Saved entries:
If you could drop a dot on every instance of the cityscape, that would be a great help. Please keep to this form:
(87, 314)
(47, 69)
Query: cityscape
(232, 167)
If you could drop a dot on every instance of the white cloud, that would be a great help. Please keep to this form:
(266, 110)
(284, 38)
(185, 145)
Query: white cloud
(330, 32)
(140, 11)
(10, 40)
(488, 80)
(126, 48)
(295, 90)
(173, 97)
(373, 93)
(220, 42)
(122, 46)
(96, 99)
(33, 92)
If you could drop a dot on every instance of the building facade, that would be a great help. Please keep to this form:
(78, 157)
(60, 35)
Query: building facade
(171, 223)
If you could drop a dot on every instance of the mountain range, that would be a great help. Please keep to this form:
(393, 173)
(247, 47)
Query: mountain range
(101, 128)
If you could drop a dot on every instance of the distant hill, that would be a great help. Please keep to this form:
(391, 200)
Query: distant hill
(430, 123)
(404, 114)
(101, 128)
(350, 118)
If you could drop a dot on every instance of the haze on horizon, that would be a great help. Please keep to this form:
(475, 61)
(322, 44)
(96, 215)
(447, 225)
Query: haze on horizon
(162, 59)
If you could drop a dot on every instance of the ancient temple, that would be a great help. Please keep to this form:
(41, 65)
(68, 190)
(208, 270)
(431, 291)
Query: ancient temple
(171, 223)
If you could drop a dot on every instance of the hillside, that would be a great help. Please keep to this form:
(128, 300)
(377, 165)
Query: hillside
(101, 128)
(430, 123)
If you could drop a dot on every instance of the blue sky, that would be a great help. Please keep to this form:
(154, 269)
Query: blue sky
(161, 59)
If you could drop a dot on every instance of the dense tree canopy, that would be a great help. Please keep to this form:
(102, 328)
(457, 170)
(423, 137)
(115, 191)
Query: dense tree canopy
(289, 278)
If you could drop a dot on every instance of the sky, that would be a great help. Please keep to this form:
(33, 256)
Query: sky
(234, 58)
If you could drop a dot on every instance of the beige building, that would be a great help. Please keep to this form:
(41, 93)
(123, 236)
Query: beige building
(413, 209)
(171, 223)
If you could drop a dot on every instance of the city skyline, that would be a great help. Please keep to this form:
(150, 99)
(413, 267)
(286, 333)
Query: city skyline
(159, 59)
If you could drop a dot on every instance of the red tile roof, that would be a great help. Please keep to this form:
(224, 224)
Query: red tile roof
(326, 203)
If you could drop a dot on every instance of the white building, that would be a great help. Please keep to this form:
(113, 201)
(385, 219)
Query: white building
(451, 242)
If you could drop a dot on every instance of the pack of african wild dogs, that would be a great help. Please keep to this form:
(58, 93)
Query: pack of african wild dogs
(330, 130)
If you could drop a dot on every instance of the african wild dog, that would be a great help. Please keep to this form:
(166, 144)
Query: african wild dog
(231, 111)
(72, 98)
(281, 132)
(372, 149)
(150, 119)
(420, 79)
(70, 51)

▸ **Exercise aim**:
Extract all of the data shown above and repeat it verbatim.

▸ **Expected answer**:
If you could drop a dot on every instance of the cityscape, that would be a great help. Please keep to this form:
(87, 314)
(47, 69)
Query: cityscape
(232, 167)
If you could drop a dot on every instance of the white cloud, that would be a great help. Please keep to this form:
(266, 110)
(284, 38)
(185, 145)
Query: white cloud
(330, 32)
(140, 11)
(10, 40)
(488, 80)
(126, 48)
(295, 90)
(173, 97)
(373, 93)
(220, 42)
(122, 46)
(96, 99)
(33, 92)
If you could drop a dot on every instance of the building facade, that would be a great help. Please keep to this form:
(78, 157)
(60, 35)
Query: building facade
(171, 223)
If you could drop a dot on every instance of the mountain range, that would be a great help. Please keep to this form:
(393, 173)
(247, 47)
Query: mountain range
(101, 128)
If you could drop a dot on every instance of the distant hill, that would be a great help. Please keep to this form:
(391, 200)
Query: distant hill
(430, 123)
(404, 114)
(101, 128)
(350, 118)
If you could drop a dot on every instance of the haze on horizon, that would be a great help. Please keep to this form:
(475, 61)
(322, 44)
(96, 215)
(447, 225)
Query: haze on horizon
(162, 59)
If you could drop a dot on every instance of the ancient temple, that would be a great help. Please keep to this form:
(41, 65)
(68, 190)
(208, 270)
(431, 291)
Query: ancient temple
(171, 223)
If you could drop a dot on every instance of the hillside, that would be a great help. Please keep to this form:
(128, 300)
(377, 165)
Query: hillside
(101, 128)
(430, 123)
If you could drop a dot on every instance of the blue sky, that would be a great help. Please keep to this form:
(154, 269)
Query: blue sky
(161, 59)
If you could drop a dot on every instance of the dense tree canopy, that would be a great help. Please keep to this form:
(102, 328)
(457, 170)
(423, 137)
(115, 191)
Query: dense tree canopy
(289, 278)
If you could drop a dot on every instance of the sky, that would be a great help. Please keep to this form:
(33, 256)
Query: sky
(234, 58)
If you could drop a dot on every instance of the beige building, that would be a great help. Please keep to this form:
(41, 93)
(123, 236)
Query: beige building
(413, 209)
(171, 223)
If you could drop a dot on every instance of the city skyline, that would be a great help. Please keep to this form:
(150, 99)
(413, 267)
(286, 333)
Query: city skyline
(159, 59)
If you could drop a dot on every instance of the red tile roof, that would be a great help. Please keep to this form:
(224, 224)
Query: red tile roof
(326, 203)
If you could drop a dot on every instance of the white building, that would be a great help. Please keep to this form:
(113, 201)
(385, 219)
Query: white building
(451, 242)
If you could drop a dot on every instance of the pack of african wild dogs, that would be a great help. Please keep to this form:
(58, 93)
Query: pack of african wild dogs
(330, 130)
If you could drop a dot on every instance of the african wild dog, that would be a great help. Please keep to this form:
(166, 144)
Query: african wild dog
(231, 111)
(72, 98)
(281, 132)
(372, 149)
(150, 119)
(420, 79)
(70, 51)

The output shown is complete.